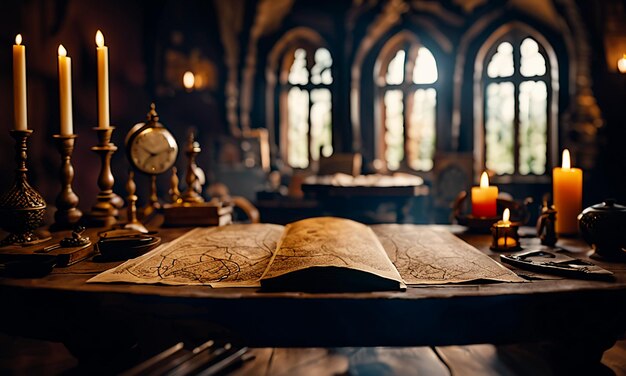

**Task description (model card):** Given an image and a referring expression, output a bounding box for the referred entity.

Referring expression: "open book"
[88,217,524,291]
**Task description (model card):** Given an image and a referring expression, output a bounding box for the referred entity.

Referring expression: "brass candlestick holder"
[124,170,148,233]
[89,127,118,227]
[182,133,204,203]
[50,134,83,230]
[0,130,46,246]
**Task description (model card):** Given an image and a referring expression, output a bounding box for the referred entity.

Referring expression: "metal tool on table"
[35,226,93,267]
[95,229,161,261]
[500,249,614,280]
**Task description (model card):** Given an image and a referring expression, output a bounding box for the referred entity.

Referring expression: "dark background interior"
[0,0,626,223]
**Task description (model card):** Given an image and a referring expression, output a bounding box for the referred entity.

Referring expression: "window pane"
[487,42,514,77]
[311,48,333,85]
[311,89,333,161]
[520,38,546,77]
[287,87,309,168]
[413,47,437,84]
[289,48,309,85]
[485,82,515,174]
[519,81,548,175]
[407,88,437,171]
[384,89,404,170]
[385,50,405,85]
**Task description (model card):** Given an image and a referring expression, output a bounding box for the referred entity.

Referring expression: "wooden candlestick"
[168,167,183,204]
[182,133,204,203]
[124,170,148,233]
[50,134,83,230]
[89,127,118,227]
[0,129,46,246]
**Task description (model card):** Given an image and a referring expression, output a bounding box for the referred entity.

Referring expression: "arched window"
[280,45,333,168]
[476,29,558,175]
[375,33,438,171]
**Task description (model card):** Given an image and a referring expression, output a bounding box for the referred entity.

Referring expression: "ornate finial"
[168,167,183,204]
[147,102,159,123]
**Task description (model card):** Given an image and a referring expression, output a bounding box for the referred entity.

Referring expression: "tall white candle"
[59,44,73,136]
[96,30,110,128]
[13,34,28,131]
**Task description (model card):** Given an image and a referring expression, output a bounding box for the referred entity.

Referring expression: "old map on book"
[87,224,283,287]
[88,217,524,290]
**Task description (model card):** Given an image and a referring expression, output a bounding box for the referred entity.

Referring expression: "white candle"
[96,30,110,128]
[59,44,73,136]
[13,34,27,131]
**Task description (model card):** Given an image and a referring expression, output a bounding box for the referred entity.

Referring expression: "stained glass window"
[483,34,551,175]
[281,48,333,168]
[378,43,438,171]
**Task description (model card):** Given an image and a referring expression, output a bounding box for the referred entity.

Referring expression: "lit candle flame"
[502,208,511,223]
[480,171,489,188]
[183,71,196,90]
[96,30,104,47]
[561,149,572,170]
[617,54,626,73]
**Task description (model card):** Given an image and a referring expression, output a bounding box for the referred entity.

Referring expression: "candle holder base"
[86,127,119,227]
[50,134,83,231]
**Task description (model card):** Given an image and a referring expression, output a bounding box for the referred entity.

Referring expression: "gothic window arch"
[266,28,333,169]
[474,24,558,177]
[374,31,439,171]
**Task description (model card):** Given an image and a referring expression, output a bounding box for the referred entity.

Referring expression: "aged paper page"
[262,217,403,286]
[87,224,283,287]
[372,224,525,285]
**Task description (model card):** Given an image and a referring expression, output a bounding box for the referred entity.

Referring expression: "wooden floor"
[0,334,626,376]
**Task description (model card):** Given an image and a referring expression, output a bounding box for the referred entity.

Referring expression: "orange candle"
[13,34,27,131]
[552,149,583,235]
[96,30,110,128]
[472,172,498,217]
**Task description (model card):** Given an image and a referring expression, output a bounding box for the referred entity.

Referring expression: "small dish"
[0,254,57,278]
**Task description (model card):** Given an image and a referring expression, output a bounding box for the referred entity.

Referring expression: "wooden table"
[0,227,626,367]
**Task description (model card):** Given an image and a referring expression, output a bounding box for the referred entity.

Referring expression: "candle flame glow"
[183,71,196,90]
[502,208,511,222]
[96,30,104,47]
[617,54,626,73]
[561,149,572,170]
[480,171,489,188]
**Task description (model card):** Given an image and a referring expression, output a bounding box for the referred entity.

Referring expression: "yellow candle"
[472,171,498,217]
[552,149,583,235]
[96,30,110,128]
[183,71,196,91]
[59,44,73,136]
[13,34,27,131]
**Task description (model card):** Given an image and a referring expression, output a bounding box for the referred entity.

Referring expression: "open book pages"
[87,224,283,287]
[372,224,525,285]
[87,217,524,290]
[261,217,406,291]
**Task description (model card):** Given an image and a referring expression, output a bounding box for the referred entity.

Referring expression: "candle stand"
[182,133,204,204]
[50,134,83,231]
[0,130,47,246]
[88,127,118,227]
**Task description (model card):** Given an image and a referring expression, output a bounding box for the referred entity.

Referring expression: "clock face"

■ Given exercise:
Reproduce all of the data above verbatim, leaving out the pictures.

■ Complete response:
**Task description (model card):** Given an image and a referring expression, output a bounding box for the referred entity.

Referring expression: "open book"
[88,217,524,291]
**Task description (model card):** Given an image and a referring expression, output a bounding box for the referred entity.

Referring expression: "brass candlestick holder"
[124,170,148,233]
[89,127,118,227]
[182,133,204,203]
[50,134,83,230]
[0,130,46,246]
**Task description (model card):** Given an image and a referring expression, output a bounding box for the referred entity.

Referring expression: "metal tool on table"
[35,226,93,267]
[95,229,161,261]
[500,249,614,280]
**Task description (model card):** Given an image and a referring expression, output a bounding box for the referred entity.

Referring expression: "dark background interior"
[0,0,626,223]
**Task description (model card):** Given an image and a referring expression, output a bounding box for the referred entity.

Referring expression: "window pane"
[487,42,514,77]
[311,48,333,85]
[311,89,333,161]
[520,38,546,77]
[287,87,309,168]
[413,47,437,84]
[289,48,309,85]
[485,82,515,174]
[519,81,548,175]
[407,88,437,171]
[384,89,404,170]
[385,50,405,85]
**Task description (model card):** Given an image and a referring expression, output a bounding box for the referred entity.

Referring expression: "wooden candlestick"
[168,167,183,204]
[182,133,204,203]
[124,170,148,233]
[50,134,83,230]
[89,127,118,227]
[0,129,46,246]
**Task description (model card):** Given an image and a referring expression, output a bounding box for the referred entity.

Referring expression: "arched window"
[280,45,333,168]
[476,29,558,175]
[375,33,438,171]
**Task description (model card):** Given an image and a referring expression, output a bounding box for the referred entity.

Referring expression: "ornate finial"
[168,167,183,204]
[147,102,159,123]
**Task description (model card):** Given an image and a referring expression, output a bounding box for the referred entity.

Referring expression: "tall white candle"
[59,44,73,136]
[96,30,110,128]
[13,34,28,131]
**Task description (model card):** Given an image and a referring expression, output a bounding box for the referred entity.

Referring expression: "old map on book"
[87,224,283,287]
[88,217,524,290]
**Task description (model card):** Given an image and a referring expression, output a bounding box for the referred entity.

Referring expression: "white candle"
[96,30,110,128]
[59,44,73,136]
[13,34,27,131]
**Task description (model card):** Given an image and a referring expression, output a bounding box for the referred entity.

Referring expression: "stained glass window"
[483,34,551,175]
[281,48,333,168]
[378,43,438,171]
**Task description (model card):** Given an image and a referring expression, output a bounding box for the referred entity.

Referring expression: "lit candle flame"
[502,208,511,223]
[480,171,489,188]
[183,71,196,90]
[96,30,104,47]
[561,149,572,170]
[617,54,626,73]
**Task description (model card):** Given an image and a referring expression, output a bounding box for the referred entity.

Referring expression: "candle holder base"
[86,127,119,227]
[50,134,83,231]
**Task description (model card):** Given an image and a referring expression, output a bounding box for the referred entity.

Referring expression: "gothic window arch"
[266,28,333,169]
[474,24,558,177]
[374,31,439,171]
**Task description (model card):** Given an image and a referring expression, output a bounding box for the referred entity.

Referring expression: "aged paper page"
[262,217,403,286]
[87,224,283,287]
[372,224,525,285]
**Task description (model card):** Given an image and a referring expression, output a bounding box for the referred entity.

Referring expression: "wooden floor"
[0,334,626,376]
**Task description (model card):** Given an image and a referring expression, output a bounding box for the referred entity.

Referring expression: "orange candle"
[13,34,27,131]
[552,149,583,235]
[96,30,110,128]
[472,172,498,217]
**Task description (model card):** Given an image and a referring expression, output a bounding box for the referred entity.

Referring expression: "small dish"
[0,254,57,278]
**Task description (model card):** Given an image and a referring expression, output a bounding box for the referred entity.

Referring expression: "wooden table"
[0,227,626,367]
**Task description (model card):** Given an image and a referring expression, output a bounding box for the referred entity.

Referring expression: "candle flame glow"
[183,71,196,90]
[502,208,511,222]
[96,30,104,47]
[617,54,626,73]
[561,149,572,170]
[480,171,489,188]
**Task description (model card):** Given an image and a referring expression, output a bounding box for the referred entity.

Referring expression: "yellow candle"
[472,171,498,217]
[552,149,583,235]
[96,30,110,128]
[183,71,196,91]
[59,44,73,136]
[13,34,27,131]
**Task description (model card):** Given an image and a referring expression, output a bounding box for the referred entity.

Referring expression: "open book pages"
[87,224,283,287]
[372,224,525,285]
[87,217,524,290]
[261,217,406,291]
**Task description (model card):** Given an image and a referring expression, output a bounding box for the referred entity.

Referring expression: "candle stand"
[182,133,204,204]
[50,134,83,231]
[0,130,47,246]
[88,127,118,227]
**Task description (model card):** Given an image and a referring expression, output a bounding box for the referred entity.

Referring expression: "clock face"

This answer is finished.